### Reading text
------
From the Nobel Prize winning author of The Counterfitters and The Immoralist.
Urien's Voyage is an allegorical account of a sea voyage. From the stagnant, teeming waters of the Sargasso to the frozen Arctic, Gide charts in prose the fantastic journey of the Orion and the sexual and moral transformations of those aboard. The temptations, suffering, and surroundings of Urien and his companions are described with an extraordinary profusion of detail, yet the pilgrims can never be sure of the reality of their experiences.
The eponymous Urien is, we now know, the young André Gide himself. Written under the spell of the great French Symbolist poet Mallarmé, the novel is an illustration of both the techniques and the aesthetic credo of the Symbolist movement. Although written early in the career of this key French thinker and Nobel Prize-Winner, Urien's Voyage is now regarded as a significant work, articulating the powerful tension between sexuality and morality that would preoccupy Gide in his better-known later novels.
------
### Supplied data

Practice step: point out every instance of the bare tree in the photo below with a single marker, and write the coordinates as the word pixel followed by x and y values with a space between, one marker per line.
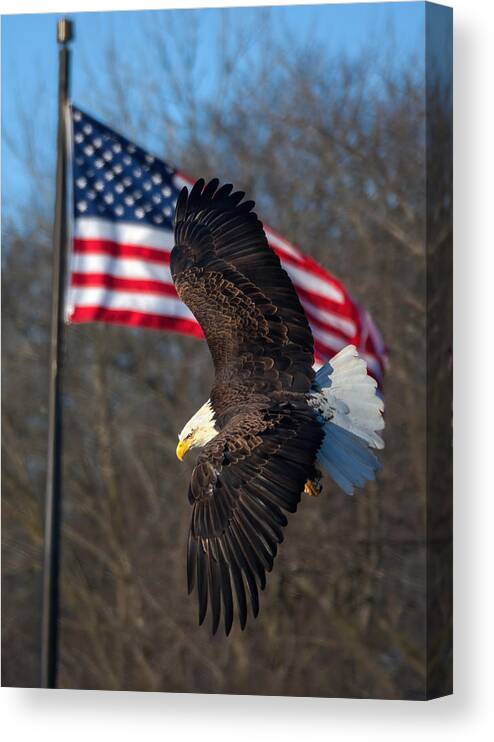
pixel 333 150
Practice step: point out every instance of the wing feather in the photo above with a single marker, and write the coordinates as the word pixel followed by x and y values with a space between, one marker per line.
pixel 254 470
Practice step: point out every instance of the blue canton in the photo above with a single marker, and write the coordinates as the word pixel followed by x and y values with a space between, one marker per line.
pixel 115 179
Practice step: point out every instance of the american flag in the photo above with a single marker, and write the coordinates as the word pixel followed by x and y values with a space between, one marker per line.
pixel 124 203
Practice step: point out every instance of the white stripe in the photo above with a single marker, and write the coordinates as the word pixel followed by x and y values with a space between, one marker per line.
pixel 340 323
pixel 330 340
pixel 130 301
pixel 121 267
pixel 313 283
pixel 125 233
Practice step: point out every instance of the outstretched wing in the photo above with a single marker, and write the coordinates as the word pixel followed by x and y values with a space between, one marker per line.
pixel 243 481
pixel 262 348
pixel 225 271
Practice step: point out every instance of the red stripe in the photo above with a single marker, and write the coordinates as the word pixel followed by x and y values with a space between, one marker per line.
pixel 345 310
pixel 136 319
pixel 326 327
pixel 119 250
pixel 309 265
pixel 123 284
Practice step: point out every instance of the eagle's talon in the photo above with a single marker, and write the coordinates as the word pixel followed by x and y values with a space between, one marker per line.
pixel 313 487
------
### Tasks and exercises
[A] In the Urien's Voyage description, reproduce the stretch from "The eponymous Urien" through "better-known later novels.".
[B] Answer these questions from the Urien's Voyage description:
(i) What is the name of the ship whose journey is charted?
(ii) Under the spell of which French Symbolist poet was the novel written?
(iii) Between which two places does the voyage run?

### Expected answers
[A]
The eponymous Urien is, we now know, the young André Gide himself. Written under the spell of the great French Symbolist poet Mallarmé, the novel is an illustration of both the techniques and the aesthetic credo of the Symbolist movement. Although written early in the career of this key French thinker and Nobel Prize-Winner, Urien's Voyage is now regarded as a significant work, articulating the powerful tension between sexuality and morality that would preoccupy Gide in his better-known later novels.

[B]
(i) The Orion
(ii) Mallarmé
(iii) From the waters of the Sargasso to the frozen Arctic